= Dead on arrival =

Person who died before professionals saw them

Dead on arrival (DOA) indicates that a patient is unsalvageable, i.e. cannot be resuscitated, upon arrival at a medical facility or the arrival of paramedics at the scene. Dead in the field, brought in dead (BID), and dead right there (DRT) are terms which similarly indicate that a patient was found to be already clinically dead upon the arrival of professional medical assistance, often in the form of first responders such as emergency medical technicians, paramedics, firefighters, or police.

In some jurisdictions, first responders must consult verbally with a physician before officially pronouncing a patient deceased, but once cardiopulmonary resuscitation (CPR) is initiated, it must be continued until a physician can pronounce the patient dead.

==Medical DOA==
When presented with a patient, medical professionals are required to perform cardiopulmonary resuscitation (CPR) unless specific conditions are met that allow them to pronounce the patient as deceased. In most places, these are examples of such criteria:
- Injuries that are incompatible with life. These include but are not necessarily limited to decapitation, catastrophic brain trauma, incineration, gross dismemberment, or injuries that do not permit effective administration of CPR. If a patient has sustained such injuries, it should be intuitively obvious that the patient is non-viable.

- _Records provided_
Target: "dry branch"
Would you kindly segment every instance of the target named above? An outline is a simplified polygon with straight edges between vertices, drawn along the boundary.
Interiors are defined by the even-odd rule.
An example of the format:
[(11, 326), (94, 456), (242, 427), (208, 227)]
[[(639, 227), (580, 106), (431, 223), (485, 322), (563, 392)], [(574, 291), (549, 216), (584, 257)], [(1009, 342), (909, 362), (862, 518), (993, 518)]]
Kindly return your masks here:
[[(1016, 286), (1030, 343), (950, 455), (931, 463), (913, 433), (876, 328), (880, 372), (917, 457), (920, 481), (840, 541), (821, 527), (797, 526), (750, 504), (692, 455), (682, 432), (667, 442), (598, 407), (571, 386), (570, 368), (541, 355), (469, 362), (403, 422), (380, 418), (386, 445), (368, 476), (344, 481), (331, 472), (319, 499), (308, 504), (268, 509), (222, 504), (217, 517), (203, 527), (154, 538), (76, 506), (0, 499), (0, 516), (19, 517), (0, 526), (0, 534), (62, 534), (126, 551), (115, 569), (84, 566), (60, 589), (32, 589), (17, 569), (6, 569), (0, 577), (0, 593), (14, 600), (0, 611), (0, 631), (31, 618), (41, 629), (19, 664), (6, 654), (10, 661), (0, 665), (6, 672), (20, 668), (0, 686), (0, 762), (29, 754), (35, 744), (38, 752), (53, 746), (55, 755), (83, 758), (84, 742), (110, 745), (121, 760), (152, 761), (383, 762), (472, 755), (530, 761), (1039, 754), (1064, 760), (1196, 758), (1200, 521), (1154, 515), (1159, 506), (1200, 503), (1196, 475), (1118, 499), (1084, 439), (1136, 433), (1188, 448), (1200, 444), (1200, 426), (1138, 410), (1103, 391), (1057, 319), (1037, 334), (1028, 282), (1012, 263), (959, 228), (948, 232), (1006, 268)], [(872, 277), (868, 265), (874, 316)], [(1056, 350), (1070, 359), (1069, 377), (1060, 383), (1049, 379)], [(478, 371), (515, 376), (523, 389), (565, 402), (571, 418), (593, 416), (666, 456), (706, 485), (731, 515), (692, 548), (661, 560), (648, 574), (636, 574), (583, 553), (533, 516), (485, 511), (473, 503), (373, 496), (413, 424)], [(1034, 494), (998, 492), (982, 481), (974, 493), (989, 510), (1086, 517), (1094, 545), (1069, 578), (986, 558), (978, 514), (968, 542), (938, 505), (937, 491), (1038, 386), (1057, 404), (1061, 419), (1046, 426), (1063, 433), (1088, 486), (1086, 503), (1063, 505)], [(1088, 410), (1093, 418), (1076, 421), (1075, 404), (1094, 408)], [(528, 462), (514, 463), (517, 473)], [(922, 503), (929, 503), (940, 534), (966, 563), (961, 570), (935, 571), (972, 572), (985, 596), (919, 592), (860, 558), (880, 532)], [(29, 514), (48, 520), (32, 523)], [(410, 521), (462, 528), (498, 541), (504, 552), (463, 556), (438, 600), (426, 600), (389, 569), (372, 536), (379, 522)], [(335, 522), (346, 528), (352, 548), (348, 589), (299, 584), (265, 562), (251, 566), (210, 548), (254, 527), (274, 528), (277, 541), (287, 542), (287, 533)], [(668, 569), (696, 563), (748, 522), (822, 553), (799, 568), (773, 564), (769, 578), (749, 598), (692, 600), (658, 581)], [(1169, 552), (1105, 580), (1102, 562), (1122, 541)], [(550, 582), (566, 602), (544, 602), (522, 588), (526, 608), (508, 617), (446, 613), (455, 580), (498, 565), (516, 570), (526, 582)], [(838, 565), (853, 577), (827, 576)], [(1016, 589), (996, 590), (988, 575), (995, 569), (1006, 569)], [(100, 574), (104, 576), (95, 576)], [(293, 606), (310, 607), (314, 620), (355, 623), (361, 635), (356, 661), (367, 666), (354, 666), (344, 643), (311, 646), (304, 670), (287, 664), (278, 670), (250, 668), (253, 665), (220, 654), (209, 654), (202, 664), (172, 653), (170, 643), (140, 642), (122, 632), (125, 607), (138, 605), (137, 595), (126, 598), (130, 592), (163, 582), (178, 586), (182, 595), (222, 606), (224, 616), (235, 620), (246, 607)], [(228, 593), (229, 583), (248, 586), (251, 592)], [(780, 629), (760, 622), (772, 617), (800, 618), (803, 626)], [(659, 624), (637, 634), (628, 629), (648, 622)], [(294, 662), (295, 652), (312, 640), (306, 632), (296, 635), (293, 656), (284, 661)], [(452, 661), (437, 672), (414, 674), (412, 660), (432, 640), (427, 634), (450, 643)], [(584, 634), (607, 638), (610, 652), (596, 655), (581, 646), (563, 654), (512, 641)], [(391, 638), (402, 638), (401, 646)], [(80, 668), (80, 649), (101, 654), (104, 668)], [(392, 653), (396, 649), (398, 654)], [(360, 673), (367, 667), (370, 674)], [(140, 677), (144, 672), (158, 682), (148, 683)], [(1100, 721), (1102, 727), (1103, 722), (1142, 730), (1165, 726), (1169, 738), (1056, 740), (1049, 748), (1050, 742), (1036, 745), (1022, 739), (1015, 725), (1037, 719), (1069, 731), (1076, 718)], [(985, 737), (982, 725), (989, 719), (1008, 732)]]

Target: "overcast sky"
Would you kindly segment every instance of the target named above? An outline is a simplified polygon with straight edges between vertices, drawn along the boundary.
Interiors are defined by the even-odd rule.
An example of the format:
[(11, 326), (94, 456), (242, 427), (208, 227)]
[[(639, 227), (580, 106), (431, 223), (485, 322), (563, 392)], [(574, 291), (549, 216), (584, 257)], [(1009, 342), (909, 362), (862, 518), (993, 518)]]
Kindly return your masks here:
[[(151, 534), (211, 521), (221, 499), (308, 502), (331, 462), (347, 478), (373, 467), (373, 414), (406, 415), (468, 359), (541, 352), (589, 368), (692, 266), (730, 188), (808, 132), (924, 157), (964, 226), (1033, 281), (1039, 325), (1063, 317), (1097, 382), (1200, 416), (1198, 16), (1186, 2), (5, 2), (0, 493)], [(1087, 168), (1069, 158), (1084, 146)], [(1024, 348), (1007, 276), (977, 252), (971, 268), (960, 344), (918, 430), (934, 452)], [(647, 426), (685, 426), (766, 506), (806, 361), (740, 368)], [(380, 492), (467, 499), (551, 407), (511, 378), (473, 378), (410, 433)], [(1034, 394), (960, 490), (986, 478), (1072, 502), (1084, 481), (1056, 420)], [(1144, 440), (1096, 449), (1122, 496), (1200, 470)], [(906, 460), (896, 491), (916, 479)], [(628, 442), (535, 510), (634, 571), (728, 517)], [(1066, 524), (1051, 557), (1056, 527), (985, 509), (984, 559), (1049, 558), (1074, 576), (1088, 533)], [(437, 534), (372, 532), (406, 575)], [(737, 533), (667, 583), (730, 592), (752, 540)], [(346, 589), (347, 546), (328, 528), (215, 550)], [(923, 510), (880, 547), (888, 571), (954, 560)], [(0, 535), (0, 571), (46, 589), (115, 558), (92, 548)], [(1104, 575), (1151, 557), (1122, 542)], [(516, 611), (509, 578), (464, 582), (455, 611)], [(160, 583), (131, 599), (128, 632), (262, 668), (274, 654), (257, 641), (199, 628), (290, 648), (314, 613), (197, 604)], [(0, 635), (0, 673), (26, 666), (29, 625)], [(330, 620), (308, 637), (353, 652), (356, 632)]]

- _Work request_
Copy the part of the dead on arrival text that starts at "Dead on arrival (DOA)" and ends after "firefighters, or police.", swapping every "paramedics" for "ambulance crews".

- _Solution for this task_
Dead on arrival (DOA) indicates that a patient is unsalvageable, i.e. cannot be resuscitated, upon arrival at a medical facility or the arrival of ambulance crews at the scene. Dead in the field, brought in dead (BID), and dead right there (DRT) are terms which similarly indicate that a patient was found to be already clinically dead upon the arrival of professional medical assistance, often in the form of first responders such as emergency medical technicians, ambulance crews, firefighters, or police.